*WHAT YOU WILL DO*
Could you output the listing that follows exactly, without its images?

*EXERCISE DATA*

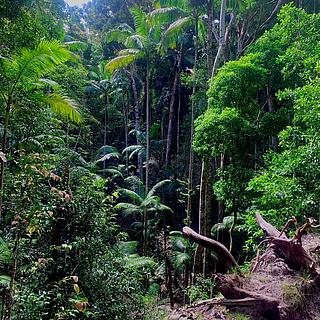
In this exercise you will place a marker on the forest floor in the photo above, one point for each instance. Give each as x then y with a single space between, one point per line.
298 298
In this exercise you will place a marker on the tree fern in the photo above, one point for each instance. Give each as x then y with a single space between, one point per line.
121 62
63 106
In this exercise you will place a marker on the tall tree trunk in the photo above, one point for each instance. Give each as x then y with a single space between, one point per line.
209 37
178 123
105 128
147 128
126 129
273 144
145 218
170 134
136 120
9 296
191 153
4 151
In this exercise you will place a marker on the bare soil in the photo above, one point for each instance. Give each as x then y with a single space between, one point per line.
298 296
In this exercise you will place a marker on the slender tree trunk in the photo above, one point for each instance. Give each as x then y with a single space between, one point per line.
235 216
145 240
126 128
178 123
171 110
191 152
273 144
137 120
4 151
221 204
147 129
105 128
222 40
10 294
209 37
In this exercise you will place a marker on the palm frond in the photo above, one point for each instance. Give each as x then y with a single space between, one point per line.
108 156
5 281
5 253
158 186
141 21
171 35
119 34
127 209
125 52
166 15
76 45
32 64
130 194
63 106
127 247
137 262
137 41
121 62
114 173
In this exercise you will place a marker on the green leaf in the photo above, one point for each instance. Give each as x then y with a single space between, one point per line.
63 106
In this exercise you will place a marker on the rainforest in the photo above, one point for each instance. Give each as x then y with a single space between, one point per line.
159 159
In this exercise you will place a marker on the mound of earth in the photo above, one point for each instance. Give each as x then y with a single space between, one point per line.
284 282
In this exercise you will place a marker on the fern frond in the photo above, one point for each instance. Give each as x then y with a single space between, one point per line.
158 186
171 35
121 62
63 106
141 21
119 34
130 194
32 64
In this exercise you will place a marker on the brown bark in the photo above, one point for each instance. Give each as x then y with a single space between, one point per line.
213 245
191 152
137 119
170 135
4 151
209 37
295 256
231 289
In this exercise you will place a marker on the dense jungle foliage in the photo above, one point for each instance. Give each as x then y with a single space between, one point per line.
123 121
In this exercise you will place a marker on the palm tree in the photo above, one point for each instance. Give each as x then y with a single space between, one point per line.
22 75
143 204
186 15
140 44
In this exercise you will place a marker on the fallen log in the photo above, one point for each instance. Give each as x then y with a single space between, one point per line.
213 245
236 296
268 228
295 256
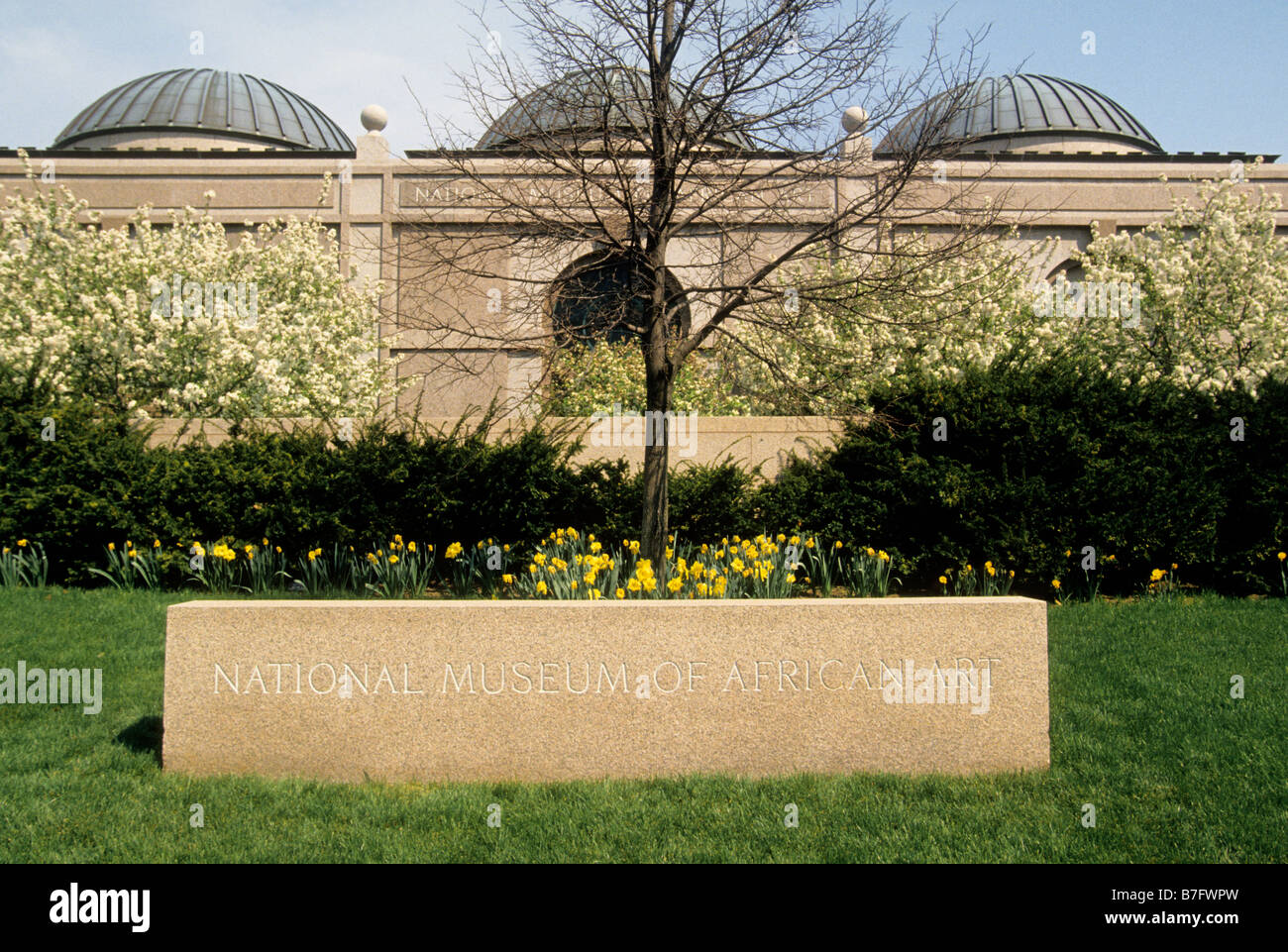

*RESULT OF THIS EXERCISE*
In this exercise you will place a marker on the forest floor in the photo above, one point for each instance. Give each as x then y with a single space between, one point per line.
298 298
In this exercise you will place a marker on the tree fern in the photo above, one point for each instance. Give each as x then y with a single space between, one point per line.
121 62
63 106
In this exercise you will place a marker on the tall tree trunk in the photo above, one point for each instance. Give each as x then y with a single space between, one point per line.
209 37
178 123
105 128
147 128
126 129
273 144
145 218
170 134
136 120
9 296
191 153
4 151
In this exercise you will place a marker on the bare soil in the photo above, one point for each instance. Give each as x then y with a single space between, one point per line.
298 296
In this exercise you will place a marker on the slender tree trunk in the photo above, one point for each instance. Give each as x then y with a single space between, one point per line.
235 216
145 240
126 128
178 123
171 110
191 152
273 144
137 120
4 151
221 204
147 129
105 128
222 40
10 294
209 37
In this exercise you will place a marker on the palm frond in the photo above, one point for each instance. Give each as x then y with a single space between, one point per line.
108 156
5 281
5 253
158 186
141 21
171 35
119 34
127 209
125 52
166 15
76 45
32 64
130 194
63 106
127 247
137 262
137 41
121 62
114 173
In this exercise you will place a marker on the green leaf in the photo above, one point for each instance. Give each as x then y with a single space between, one point per line.
63 106
In this exercise you will place a marker on the rainforest in the photo above, one point for each instance. Give each as x then y with a single space between, one point per line.
159 159
In this exercise you will place a marker on the mound of earth in the photo above, one point for each instance. Give each as x then y with a single space between, one point per line.
284 282
In this exercise you will place a marker on the fern frond in the photo above, one point for each instance. Give each as x then y with a single space between, one point per line.
158 186
171 35
121 62
63 106
141 21
119 34
130 194
32 64
In this exercise you will place a marker on the brown bark in the photo above, one point for each instance. Give each as x then y with a single space between, one point per line.
213 245
191 152
137 119
170 135
4 151
209 37
295 256
231 289
In this exercise you will place a marker on the dense jungle foliage in the photo above, one point for each instance. Give each as x then y with a single space between, one point per line.
123 121
In this exercise you will place a marker on the palm tree in the photo above, one point for each instance. Give each as x then y with a single space between, one point per line.
22 75
143 204
186 15
140 44
In this exercise you will place a marker on the fallen log in the photo above, one point for each instance. Give each as x then y with a single space between, one point per line.
213 245
236 296
268 228
295 256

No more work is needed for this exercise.